- Short problem: Copy the listing below word for word, keeping every line in its original order.

+++ Provided records +++

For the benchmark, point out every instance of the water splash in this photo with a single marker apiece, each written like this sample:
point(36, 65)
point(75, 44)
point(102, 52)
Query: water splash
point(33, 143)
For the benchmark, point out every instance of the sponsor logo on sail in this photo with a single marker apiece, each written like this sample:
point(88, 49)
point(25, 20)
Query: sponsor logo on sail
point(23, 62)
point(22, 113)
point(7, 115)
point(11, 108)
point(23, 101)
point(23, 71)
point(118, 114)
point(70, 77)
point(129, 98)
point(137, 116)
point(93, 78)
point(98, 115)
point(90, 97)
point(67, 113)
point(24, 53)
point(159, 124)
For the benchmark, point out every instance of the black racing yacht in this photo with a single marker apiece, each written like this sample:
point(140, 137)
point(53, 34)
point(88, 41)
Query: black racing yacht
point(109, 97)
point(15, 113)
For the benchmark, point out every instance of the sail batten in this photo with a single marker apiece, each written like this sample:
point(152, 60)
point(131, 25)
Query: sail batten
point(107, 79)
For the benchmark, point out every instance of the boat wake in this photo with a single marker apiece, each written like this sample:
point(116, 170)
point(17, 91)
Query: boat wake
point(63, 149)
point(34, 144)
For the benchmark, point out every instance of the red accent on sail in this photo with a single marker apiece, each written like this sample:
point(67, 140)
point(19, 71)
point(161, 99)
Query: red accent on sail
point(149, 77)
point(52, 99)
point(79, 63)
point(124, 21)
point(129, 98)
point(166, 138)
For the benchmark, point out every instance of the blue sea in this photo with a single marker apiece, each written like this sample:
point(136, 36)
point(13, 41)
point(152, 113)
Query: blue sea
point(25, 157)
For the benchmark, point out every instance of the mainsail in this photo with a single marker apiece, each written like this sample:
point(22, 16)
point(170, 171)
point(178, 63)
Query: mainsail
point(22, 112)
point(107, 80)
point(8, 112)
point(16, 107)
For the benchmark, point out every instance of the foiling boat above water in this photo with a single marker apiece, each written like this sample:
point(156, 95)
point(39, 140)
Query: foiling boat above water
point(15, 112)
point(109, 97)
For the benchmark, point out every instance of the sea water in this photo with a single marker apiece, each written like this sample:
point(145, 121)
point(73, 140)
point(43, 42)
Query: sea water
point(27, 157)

+++

- The output:
For the benchmark, point out every instance of the water splash in this photo with a single marker apiece, each written like this sample:
point(36, 65)
point(75, 44)
point(102, 52)
Query: water splash
point(33, 143)
For the benchmark, point out every instance of the sponsor logo on sail in this photo with a single marker apiece, each written like this sample:
point(88, 49)
point(25, 20)
Query: sponsor logo on sail
point(23, 62)
point(22, 113)
point(7, 115)
point(11, 108)
point(23, 101)
point(23, 71)
point(118, 114)
point(70, 77)
point(129, 98)
point(137, 116)
point(93, 78)
point(98, 115)
point(90, 97)
point(67, 113)
point(24, 53)
point(159, 124)
For the benchmark, point out every instance of the black racing yacht in this photo with a single marker apiece, each written like this sample:
point(140, 137)
point(53, 34)
point(88, 41)
Query: black racing yacht
point(109, 97)
point(15, 113)
For the benchmark, point out every instance of the sail batten in this photo with a single marker apiece, each written like this sample:
point(152, 60)
point(131, 25)
Query: sail batten
point(107, 79)
For the benchmark, point out every instance of the boat wake in this photo with a single marker apiece, each written like this sample:
point(116, 170)
point(17, 91)
Query: boat wake
point(63, 149)
point(34, 144)
For the benchmark, point out every instance of the red accent on sail in this photo with a single marker apiece, each written like this sample:
point(67, 140)
point(19, 71)
point(161, 99)
Query: red accent on sail
point(149, 77)
point(52, 99)
point(79, 63)
point(124, 21)
point(129, 98)
point(166, 138)
For the benchmark, point out every instance of the blue sea in this photo with a single marker apiece, each written like this sample:
point(136, 36)
point(13, 41)
point(152, 113)
Query: blue sea
point(25, 157)
For the benchmark, point out every instance of the mainsail in this photo with a single marker apiece, each written like this sample:
point(22, 16)
point(170, 171)
point(178, 63)
Query: mainsail
point(22, 112)
point(107, 80)
point(8, 112)
point(16, 107)
For the benchmark, point out every instance of the foiling boat above water in this photo with a single marker apiece, each written like this sample:
point(156, 95)
point(39, 140)
Query: foiling boat above water
point(15, 112)
point(109, 97)
For the benchmark, point out every instance of the sea water in this photo with a single marker apiece, each written like this sample:
point(145, 121)
point(73, 140)
point(43, 42)
Query: sea water
point(27, 157)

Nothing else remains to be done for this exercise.